PROBLEM REQUIREMENTS:
Please copy, exactly as they appear below, the lines from the one containing "In this picture, where can the man's raised" through the one containing "In this picture, where can the buffalo leg".

(Image point grounding data)

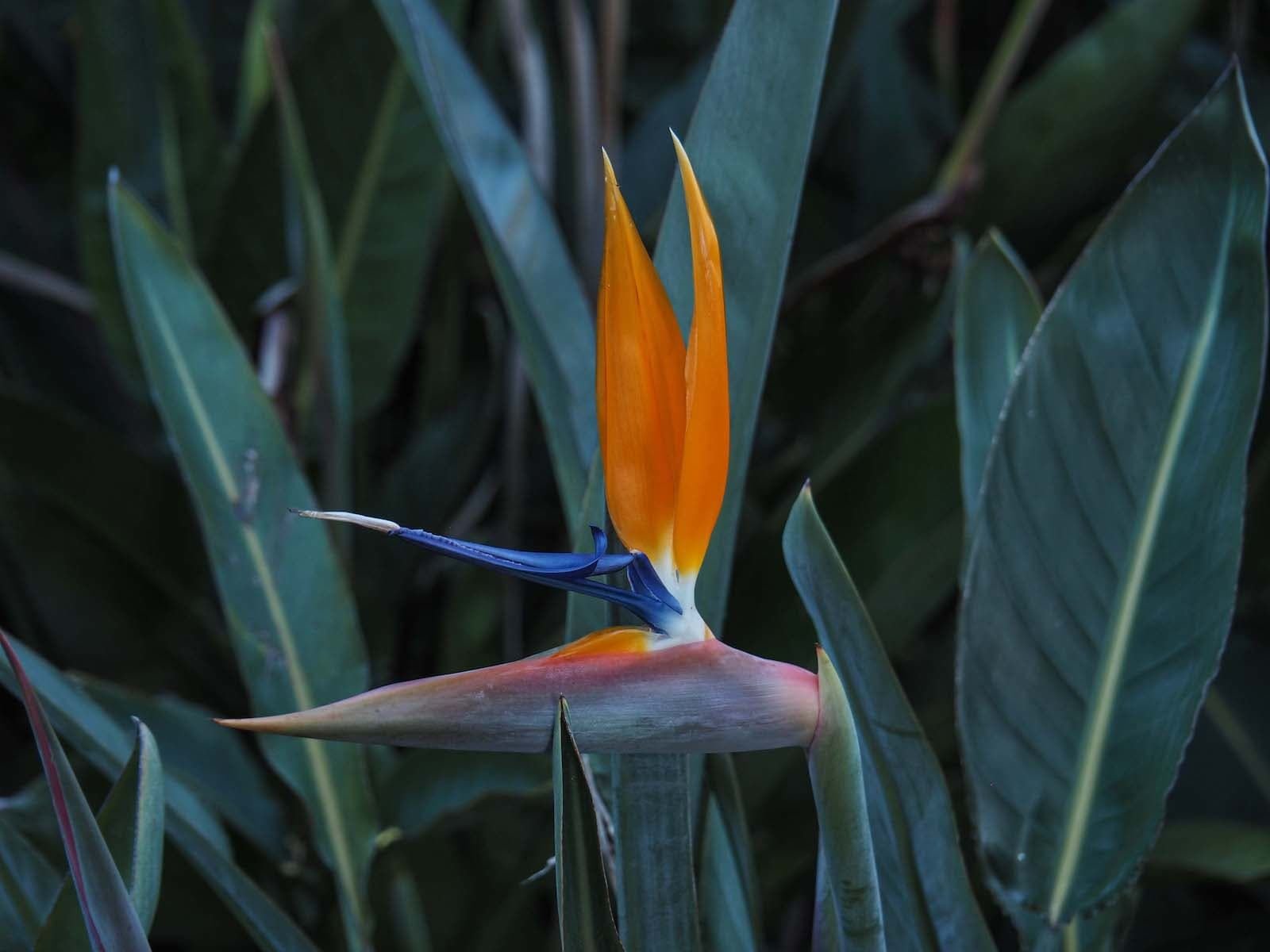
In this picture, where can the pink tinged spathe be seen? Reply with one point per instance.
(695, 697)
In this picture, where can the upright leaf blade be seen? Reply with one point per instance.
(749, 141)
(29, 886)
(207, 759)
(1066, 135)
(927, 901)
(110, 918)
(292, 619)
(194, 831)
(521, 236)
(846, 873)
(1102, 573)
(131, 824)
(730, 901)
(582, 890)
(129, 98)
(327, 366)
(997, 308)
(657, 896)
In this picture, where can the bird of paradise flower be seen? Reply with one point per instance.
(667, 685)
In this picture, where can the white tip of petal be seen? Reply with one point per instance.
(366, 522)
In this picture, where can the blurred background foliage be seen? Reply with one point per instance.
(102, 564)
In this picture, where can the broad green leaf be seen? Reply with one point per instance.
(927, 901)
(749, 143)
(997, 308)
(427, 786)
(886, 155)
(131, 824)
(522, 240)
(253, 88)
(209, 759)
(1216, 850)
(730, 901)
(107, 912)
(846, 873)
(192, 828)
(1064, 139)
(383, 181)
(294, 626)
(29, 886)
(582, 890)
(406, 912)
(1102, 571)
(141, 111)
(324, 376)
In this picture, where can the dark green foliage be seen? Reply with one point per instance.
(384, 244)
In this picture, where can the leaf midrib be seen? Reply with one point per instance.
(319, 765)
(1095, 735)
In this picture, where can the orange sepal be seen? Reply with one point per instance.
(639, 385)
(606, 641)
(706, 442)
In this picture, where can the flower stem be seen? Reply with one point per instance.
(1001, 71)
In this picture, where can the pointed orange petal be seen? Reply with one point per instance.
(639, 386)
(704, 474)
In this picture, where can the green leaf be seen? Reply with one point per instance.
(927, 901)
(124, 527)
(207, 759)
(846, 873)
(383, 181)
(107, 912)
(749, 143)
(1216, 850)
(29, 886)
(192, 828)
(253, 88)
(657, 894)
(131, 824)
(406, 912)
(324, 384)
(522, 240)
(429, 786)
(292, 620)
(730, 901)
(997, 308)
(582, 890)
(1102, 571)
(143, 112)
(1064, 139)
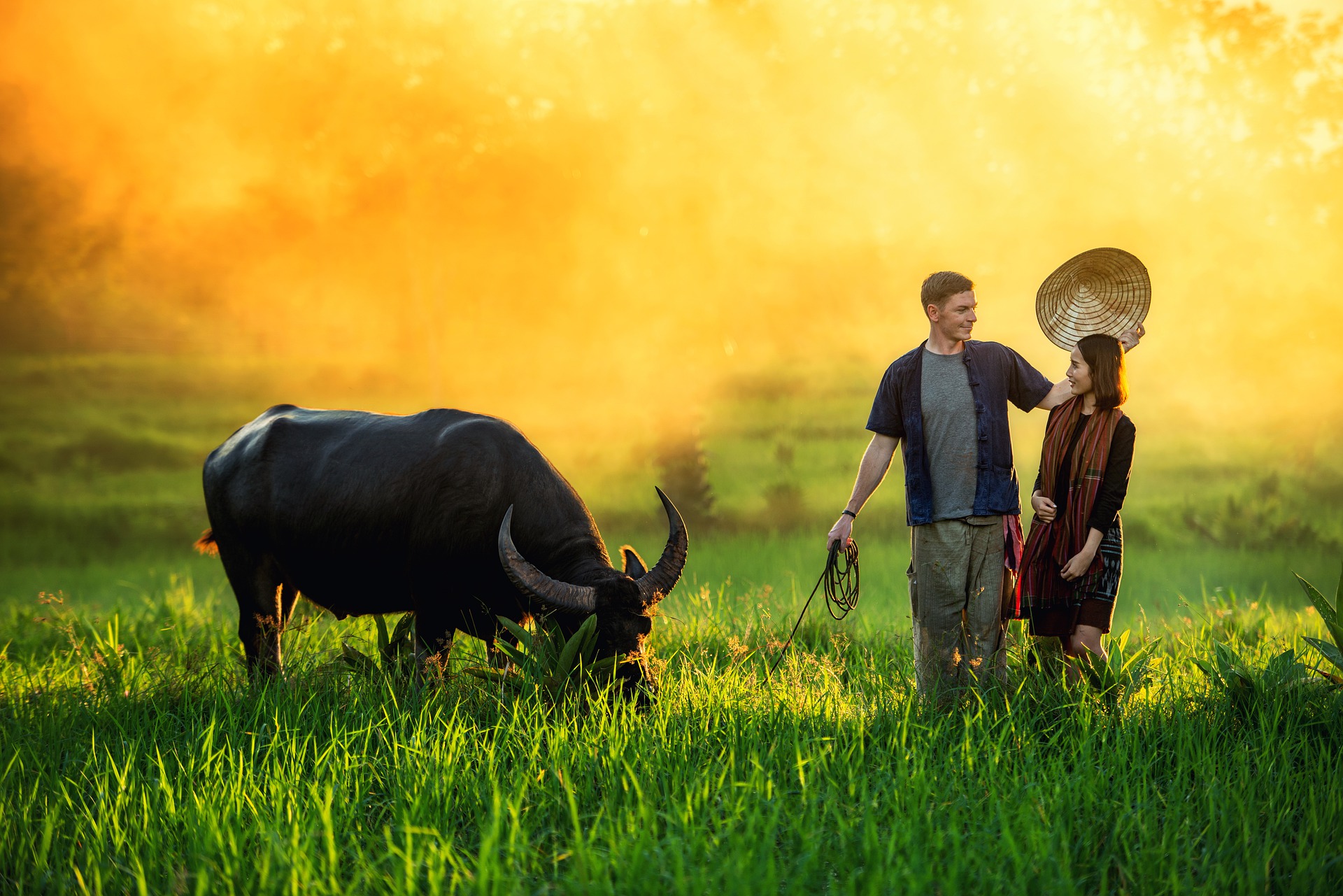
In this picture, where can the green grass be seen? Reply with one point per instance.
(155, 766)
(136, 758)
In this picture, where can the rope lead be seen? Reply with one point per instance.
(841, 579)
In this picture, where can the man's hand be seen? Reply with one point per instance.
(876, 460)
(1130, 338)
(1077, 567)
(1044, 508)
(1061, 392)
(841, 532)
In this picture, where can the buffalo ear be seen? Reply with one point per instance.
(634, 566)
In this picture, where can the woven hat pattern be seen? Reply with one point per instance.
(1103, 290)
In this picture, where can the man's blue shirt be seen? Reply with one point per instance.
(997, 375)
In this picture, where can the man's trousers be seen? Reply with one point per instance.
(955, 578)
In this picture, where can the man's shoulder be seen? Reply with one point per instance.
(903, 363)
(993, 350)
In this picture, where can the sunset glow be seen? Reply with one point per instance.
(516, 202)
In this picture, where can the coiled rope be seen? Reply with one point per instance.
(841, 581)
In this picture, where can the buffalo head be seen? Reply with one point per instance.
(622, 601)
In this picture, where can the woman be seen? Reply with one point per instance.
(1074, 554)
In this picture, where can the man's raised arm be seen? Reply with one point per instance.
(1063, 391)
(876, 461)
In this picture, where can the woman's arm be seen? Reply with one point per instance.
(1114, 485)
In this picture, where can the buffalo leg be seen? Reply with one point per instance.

---

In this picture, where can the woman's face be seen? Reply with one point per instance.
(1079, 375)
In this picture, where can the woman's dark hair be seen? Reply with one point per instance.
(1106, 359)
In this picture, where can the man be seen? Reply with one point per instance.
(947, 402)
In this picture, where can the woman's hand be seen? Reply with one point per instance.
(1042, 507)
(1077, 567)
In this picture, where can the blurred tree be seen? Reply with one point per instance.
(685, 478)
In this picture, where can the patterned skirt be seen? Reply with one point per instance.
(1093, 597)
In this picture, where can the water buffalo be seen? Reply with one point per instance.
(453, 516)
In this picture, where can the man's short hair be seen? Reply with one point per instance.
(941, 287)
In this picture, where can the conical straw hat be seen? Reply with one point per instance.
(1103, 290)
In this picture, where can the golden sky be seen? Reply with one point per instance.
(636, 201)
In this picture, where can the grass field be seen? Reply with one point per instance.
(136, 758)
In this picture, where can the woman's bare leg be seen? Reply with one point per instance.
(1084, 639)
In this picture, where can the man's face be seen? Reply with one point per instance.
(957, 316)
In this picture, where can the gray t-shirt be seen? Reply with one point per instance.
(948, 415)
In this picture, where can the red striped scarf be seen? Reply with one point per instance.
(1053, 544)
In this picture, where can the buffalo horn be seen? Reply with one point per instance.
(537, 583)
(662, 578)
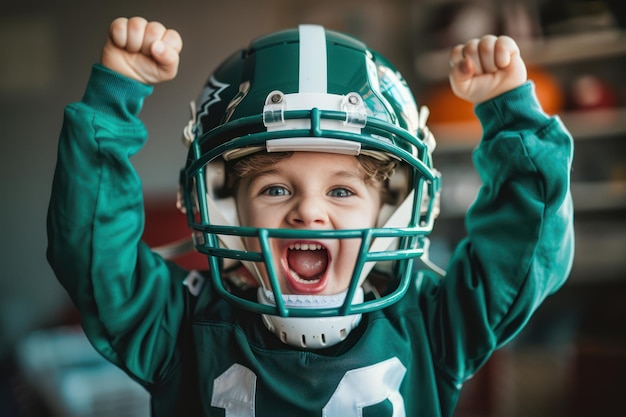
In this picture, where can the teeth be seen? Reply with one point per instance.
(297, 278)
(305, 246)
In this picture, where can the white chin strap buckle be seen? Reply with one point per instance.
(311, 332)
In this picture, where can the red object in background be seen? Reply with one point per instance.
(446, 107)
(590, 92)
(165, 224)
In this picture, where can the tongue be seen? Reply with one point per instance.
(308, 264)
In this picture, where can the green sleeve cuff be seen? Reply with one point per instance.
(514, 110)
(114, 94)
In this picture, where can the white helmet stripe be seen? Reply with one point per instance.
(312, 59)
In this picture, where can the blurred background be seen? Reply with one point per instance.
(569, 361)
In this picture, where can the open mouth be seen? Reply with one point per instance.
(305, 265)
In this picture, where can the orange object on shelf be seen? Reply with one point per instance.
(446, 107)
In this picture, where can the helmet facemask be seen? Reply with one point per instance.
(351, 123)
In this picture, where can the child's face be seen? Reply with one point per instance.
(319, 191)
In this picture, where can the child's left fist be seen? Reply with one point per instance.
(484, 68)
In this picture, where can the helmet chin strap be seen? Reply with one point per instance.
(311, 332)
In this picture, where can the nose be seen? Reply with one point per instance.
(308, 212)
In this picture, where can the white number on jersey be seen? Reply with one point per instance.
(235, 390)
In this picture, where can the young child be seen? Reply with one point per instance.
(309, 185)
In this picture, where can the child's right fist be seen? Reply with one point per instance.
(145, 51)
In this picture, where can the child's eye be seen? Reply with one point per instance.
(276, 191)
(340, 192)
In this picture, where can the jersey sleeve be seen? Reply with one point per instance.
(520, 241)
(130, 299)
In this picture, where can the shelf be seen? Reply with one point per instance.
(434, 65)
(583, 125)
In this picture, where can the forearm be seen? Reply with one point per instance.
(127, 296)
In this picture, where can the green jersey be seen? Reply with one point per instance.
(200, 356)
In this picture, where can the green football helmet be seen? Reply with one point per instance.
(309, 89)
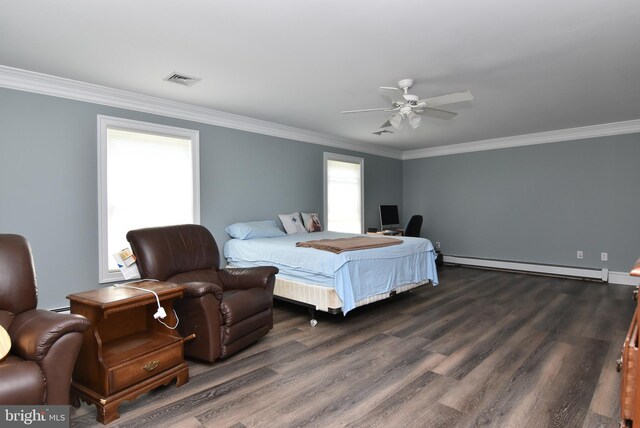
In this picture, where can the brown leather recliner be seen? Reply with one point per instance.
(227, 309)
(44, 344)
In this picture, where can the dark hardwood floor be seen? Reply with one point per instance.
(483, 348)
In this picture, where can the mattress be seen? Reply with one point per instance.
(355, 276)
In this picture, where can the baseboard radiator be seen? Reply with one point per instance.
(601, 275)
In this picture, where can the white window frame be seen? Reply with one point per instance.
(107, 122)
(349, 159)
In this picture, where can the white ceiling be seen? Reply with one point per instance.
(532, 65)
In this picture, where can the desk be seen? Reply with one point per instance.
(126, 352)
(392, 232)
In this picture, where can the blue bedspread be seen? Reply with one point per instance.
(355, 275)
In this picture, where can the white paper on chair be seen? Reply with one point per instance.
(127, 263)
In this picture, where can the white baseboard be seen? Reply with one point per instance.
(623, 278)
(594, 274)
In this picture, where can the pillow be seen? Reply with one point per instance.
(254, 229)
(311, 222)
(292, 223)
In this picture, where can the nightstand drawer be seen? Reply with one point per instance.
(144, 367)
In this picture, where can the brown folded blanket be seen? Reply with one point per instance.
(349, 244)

THE COMPLETED TASK:
In this picture, where can the man's raised arm be seen? Reply with one point per instance.
(1063, 391)
(876, 461)
In this picture, where can the woman's arm be seen? Reply with one point per instance.
(1114, 485)
In this picture, where can the buffalo leg be seen? Reply with one point per instance.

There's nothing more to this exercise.